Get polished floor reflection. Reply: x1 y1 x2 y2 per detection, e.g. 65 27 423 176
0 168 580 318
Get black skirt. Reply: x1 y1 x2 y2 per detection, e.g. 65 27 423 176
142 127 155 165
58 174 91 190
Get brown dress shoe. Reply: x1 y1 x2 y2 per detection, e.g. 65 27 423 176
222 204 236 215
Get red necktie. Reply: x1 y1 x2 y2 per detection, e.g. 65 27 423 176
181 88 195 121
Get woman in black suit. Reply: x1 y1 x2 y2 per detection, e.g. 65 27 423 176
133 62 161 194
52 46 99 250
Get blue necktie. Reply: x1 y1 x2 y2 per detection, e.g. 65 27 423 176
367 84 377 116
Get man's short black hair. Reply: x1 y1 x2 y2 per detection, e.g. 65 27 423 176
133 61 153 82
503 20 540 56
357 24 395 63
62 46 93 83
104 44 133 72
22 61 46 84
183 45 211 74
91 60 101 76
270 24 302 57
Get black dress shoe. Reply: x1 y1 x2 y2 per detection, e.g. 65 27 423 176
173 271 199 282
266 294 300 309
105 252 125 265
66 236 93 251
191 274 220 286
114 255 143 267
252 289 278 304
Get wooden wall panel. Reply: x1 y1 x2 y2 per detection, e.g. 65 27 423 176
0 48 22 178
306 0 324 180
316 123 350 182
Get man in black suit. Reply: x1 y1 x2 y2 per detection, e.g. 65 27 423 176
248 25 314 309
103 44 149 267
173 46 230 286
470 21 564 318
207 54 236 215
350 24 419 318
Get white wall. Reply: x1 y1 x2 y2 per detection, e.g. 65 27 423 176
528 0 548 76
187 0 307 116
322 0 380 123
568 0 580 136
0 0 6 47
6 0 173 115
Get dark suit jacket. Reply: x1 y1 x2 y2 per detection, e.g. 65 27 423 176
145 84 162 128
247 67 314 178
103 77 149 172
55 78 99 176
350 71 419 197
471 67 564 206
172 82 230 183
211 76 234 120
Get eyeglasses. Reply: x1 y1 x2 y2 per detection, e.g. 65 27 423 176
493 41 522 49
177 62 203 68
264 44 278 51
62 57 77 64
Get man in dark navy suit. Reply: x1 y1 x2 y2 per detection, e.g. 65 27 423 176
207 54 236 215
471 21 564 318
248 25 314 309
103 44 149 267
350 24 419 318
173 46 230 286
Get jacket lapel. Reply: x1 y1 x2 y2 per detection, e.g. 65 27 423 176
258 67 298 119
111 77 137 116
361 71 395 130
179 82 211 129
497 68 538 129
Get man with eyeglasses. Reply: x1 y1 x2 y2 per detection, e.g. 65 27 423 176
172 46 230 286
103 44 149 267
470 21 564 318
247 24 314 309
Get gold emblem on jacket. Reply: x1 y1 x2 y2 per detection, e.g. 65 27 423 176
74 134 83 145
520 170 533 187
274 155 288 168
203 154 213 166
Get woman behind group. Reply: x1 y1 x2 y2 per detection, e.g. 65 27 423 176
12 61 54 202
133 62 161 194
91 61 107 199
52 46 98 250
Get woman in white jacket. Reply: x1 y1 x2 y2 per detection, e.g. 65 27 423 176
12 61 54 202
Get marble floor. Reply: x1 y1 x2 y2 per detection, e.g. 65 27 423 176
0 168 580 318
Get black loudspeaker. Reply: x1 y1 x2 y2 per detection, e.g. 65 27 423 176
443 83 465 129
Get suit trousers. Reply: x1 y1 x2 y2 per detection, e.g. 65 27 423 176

================================

Written problem:
Reproduce all of the entries above word for word, keeping each on its own line.

Response to the exercise:
Get polished floor reflection. Reply: x1 y1 x2 y2 per detection, e.g. 65 27 423 176
0 168 580 318
Get black skirt. Reply: x1 y1 x2 y2 per detection, e.g. 65 27 423 176
142 127 155 165
58 174 91 190
Get brown dress shoe. Reply: x1 y1 x2 y2 per detection, e.g. 65 27 423 176
222 204 236 215
Get red necktie. Reply: x1 y1 x2 y2 per detection, e.g. 65 27 423 176
181 88 195 121
Get woman in black suit. Reply: x1 y1 x2 y2 per detection, e.g. 65 27 423 176
133 62 161 194
52 46 99 250
Get blue necktie. Reply: x1 y1 x2 y2 per detection, e.g. 65 27 423 176
367 84 377 116
Get man's short black hair. Reply: x1 y1 x2 y2 per detection, e.g. 65 27 423 176
133 61 153 82
503 20 540 56
357 24 395 63
62 46 93 83
104 44 133 72
22 61 46 84
183 45 211 74
91 60 101 76
270 24 302 57
Get black dress shoe. Reply: x1 y1 x2 y2 per detection, e.g. 65 27 423 176
173 271 199 282
266 294 300 309
105 252 125 265
66 236 93 251
191 274 220 286
114 255 143 267
252 289 278 304
Get wooden wall panel. Reply: x1 y1 x2 y2 per detection, e.g. 65 27 423 176
0 48 22 178
306 0 324 180
316 123 350 182
Get man in black suit. Reply: x1 y1 x2 y2 per detection, e.g. 65 27 423 176
248 25 314 309
103 44 149 267
173 46 230 286
470 21 564 318
207 54 236 215
350 24 419 318
Get white wall. Reply: x1 y1 x2 y2 per detection, e.g. 65 27 423 176
528 0 548 76
187 0 307 116
322 0 380 123
568 0 580 136
0 0 6 47
6 0 173 115
Get dark suit jacket. Reply: x1 y1 x2 y2 per detection, e.g. 65 27 423 176
145 84 162 128
247 67 314 178
103 77 149 172
55 78 99 176
350 71 419 197
471 67 564 206
172 82 230 183
211 76 234 120
Get eyeglasses. Reply: x1 y1 x2 y2 per detection, e.g. 65 27 423 176
493 41 522 49
177 62 203 68
264 44 278 51
62 57 77 64
Get man in dark navy suit. Reply: x1 y1 x2 y2 per detection, e.g. 65 27 423 176
207 54 236 215
471 21 564 318
248 25 314 309
103 44 149 267
350 24 419 318
173 46 230 286
Get jacket lapel. Reply: x1 y1 x2 y2 per detection, e.g. 65 27 423 176
258 67 298 119
111 77 137 116
361 71 395 130
179 82 211 129
497 68 538 129
Get man with eyeglasses. Reply: x1 y1 x2 y2 per detection, e.g. 65 27 423 176
172 46 230 286
103 44 149 267
470 21 564 318
247 24 314 309
Get gold emblem on jacket. Reply: x1 y1 x2 y2 per detection, e.g. 65 27 423 176
74 134 83 145
520 170 533 187
274 155 288 168
203 154 213 166
Get woman behind group. Reply: x1 y1 x2 y2 per detection, e.g. 65 27 423 176
12 61 54 202
133 62 161 194
91 61 107 199
52 46 98 250
Get woman in white jacket. Reply: x1 y1 x2 y2 per detection, e.g. 65 27 423 176
12 61 54 202
Get marble floor. Reply: x1 y1 x2 y2 per detection, e.g. 65 27 423 176
0 168 580 318
Get black loudspeaker. Reply: x1 y1 x2 y2 per detection, e.g. 65 27 423 176
443 83 465 129
Get suit trousers. Reply: x1 y1 x2 y2 per detection, e.g. 65 27 423 176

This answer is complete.